*Exercise objective*
Carry on the forum post from the "Progress on Loki" thread from the point where it stops.
-------- Document section
Progress on Loki

[mvanthoor]

Good efforts. Good luck with the implementation. It's hard to test this accurately, and it's hard to know what each function would give you with regard to Elo gain.

Rustic Alpha 1 is in the CCRL Blitz list at 1675 (I tested it at 1695).
I tested Alpha 2 in my own gauntlet, with a result of 1840 (+165)

It ended up in the CCRL-list at 1781. (I did release a buggy version which was online for half an hour, so I inquired if the CCRL testers had used that; they hadn't.) Alpha 2 has had another test run, which put it at 1810, and now after it was included in another engine's gauntlet, it is at 1814. Still 26 points shy of my own test, but that was also the case with Alpha 1. The error bar is +/- 20, so the strength could indeed be 1834. The result is within expected parameters. (I sound like Data now.)
----------------
-------- Supplied data
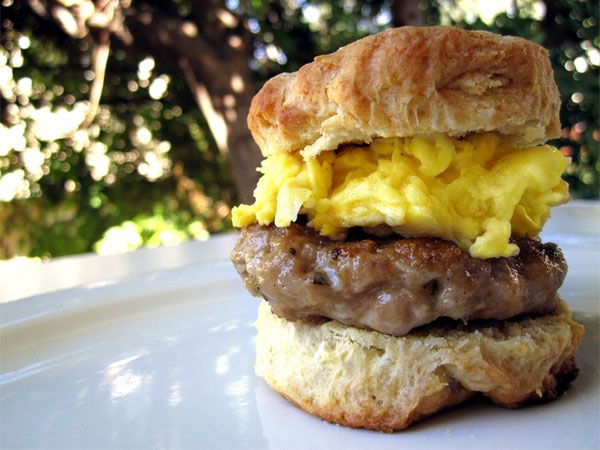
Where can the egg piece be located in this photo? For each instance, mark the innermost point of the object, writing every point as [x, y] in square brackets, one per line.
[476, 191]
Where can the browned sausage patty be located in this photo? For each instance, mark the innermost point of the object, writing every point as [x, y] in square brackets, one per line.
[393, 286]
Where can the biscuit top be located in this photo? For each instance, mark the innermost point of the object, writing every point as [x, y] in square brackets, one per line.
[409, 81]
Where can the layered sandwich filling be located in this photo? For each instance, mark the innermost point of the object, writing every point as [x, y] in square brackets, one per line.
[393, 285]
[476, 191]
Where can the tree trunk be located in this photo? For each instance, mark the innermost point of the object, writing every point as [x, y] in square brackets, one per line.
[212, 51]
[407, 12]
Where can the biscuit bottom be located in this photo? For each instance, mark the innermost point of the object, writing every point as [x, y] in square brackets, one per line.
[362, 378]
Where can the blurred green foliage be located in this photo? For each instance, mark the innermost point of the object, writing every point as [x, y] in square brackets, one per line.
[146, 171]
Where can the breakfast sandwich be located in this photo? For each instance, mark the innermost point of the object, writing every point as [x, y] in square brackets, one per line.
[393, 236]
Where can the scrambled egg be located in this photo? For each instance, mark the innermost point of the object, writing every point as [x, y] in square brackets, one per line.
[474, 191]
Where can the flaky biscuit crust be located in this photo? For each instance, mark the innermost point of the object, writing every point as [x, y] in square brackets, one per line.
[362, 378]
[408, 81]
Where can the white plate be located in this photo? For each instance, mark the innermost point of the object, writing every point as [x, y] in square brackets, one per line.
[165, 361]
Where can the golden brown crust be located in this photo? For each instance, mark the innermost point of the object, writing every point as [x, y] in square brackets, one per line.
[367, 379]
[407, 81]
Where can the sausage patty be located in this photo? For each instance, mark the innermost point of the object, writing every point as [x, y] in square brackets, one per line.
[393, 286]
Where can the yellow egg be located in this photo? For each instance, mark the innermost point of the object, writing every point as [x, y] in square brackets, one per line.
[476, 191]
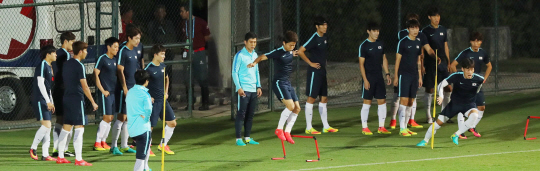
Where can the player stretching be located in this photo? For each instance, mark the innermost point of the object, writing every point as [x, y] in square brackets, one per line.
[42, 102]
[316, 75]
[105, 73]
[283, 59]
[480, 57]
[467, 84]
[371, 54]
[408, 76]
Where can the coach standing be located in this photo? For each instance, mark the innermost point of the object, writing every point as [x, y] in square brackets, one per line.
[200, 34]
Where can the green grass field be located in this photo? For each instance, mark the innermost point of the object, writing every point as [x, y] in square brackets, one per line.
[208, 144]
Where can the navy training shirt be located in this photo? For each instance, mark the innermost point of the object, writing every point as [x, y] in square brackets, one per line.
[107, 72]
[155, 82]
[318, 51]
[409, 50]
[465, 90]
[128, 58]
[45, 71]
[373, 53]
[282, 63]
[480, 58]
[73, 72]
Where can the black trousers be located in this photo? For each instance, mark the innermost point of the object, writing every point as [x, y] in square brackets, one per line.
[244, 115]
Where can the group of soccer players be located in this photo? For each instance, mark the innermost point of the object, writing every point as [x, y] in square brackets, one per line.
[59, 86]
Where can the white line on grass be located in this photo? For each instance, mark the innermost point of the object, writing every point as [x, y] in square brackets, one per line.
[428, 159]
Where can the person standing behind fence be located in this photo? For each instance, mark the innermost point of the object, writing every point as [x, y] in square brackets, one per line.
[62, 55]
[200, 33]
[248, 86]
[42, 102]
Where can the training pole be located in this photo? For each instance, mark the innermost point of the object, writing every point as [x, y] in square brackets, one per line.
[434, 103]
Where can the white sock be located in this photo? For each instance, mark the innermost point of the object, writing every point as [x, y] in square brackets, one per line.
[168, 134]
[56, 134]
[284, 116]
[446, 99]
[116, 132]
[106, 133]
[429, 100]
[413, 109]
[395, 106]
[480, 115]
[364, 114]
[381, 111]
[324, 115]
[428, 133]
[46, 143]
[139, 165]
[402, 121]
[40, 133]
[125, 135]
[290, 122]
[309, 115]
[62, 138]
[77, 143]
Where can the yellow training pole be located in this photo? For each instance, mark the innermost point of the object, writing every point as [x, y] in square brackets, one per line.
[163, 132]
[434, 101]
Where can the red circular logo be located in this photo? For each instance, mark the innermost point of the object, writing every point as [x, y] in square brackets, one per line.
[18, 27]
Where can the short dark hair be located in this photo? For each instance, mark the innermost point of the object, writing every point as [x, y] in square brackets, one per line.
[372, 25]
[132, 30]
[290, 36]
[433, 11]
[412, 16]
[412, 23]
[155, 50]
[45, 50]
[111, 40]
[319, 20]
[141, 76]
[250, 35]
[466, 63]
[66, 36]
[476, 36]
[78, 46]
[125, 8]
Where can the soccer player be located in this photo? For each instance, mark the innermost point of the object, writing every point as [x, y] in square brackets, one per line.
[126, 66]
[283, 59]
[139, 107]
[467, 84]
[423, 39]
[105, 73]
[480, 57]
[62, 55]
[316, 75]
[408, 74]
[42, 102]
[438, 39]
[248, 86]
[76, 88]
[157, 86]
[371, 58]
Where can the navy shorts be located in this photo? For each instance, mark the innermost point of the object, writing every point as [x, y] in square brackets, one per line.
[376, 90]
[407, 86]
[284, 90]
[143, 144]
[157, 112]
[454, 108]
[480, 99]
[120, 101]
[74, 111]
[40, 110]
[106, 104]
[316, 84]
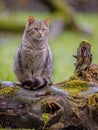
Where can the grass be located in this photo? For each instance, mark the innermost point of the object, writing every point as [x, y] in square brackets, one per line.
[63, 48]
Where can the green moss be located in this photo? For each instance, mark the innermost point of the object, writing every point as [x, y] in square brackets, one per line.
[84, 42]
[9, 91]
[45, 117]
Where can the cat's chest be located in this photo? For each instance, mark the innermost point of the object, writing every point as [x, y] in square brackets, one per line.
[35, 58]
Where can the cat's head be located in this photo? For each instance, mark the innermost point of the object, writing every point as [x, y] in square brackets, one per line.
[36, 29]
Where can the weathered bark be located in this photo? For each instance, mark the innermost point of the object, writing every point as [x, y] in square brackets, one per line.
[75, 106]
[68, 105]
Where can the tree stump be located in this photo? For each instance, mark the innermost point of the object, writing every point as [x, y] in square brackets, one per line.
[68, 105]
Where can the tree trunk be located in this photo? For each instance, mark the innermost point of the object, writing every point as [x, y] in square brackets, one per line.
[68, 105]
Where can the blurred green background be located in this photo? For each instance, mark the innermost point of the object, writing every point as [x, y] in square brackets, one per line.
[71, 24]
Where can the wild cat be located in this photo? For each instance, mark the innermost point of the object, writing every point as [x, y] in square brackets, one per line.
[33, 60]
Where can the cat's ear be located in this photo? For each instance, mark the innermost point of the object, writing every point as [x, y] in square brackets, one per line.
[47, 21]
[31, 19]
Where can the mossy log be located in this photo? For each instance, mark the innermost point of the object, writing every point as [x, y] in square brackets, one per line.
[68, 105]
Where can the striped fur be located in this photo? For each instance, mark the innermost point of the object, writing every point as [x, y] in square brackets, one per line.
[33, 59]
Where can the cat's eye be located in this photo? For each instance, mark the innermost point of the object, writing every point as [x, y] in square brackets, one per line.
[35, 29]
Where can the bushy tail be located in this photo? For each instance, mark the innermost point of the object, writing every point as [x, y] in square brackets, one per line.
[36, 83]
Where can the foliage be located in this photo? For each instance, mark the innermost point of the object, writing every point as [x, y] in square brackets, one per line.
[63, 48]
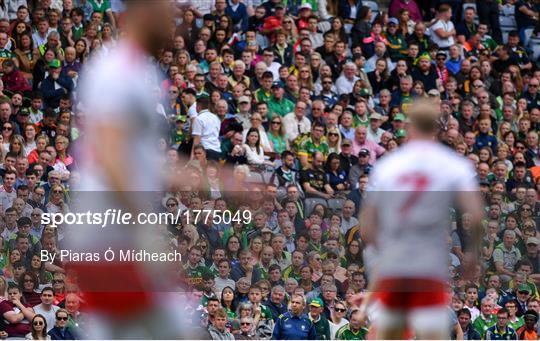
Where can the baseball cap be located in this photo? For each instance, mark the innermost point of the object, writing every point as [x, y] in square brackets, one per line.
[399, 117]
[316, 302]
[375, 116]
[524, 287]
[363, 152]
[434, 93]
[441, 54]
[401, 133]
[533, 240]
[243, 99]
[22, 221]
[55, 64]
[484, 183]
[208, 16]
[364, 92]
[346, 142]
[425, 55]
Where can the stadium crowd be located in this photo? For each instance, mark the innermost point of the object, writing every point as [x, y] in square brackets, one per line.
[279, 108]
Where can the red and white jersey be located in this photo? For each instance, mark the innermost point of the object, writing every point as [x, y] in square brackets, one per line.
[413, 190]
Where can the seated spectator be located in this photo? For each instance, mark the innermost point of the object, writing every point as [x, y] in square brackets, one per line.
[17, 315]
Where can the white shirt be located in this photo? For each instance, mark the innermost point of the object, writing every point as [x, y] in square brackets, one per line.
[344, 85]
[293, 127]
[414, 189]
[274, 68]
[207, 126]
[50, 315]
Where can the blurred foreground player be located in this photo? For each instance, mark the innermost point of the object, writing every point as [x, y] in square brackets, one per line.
----------------
*Output of the task*
However, one interesting thing that happened are the tests against Bit Genie 1 and 2, which is at a similar development level as Rustic Alpha 2. Bit Genie version 1 is in the CCRL list around 1770. (It's stronger than Alpha 1 because BG 1 already has a TT.) Alpha 2 won its match with 19-13 against BG 1. After that, Bit Genie had a few small improvements, making the hash table more efficient, and optimizing some other stuff, but as far as I could see, no new functionality. It gained about 60 points in rating, and is now around 1860 in the CCRL list. BG 2 has some evaluation terms that Alpha 2 doesn't have, so it expected to be stronger. However, in their head to head match, BG 2 still lost to Alpha 2, again with 19-13.

So if Bit Genie's author would be testing against Alpha 2, it could end up looking as if he's making no progress, while he definitely did get better against other engines.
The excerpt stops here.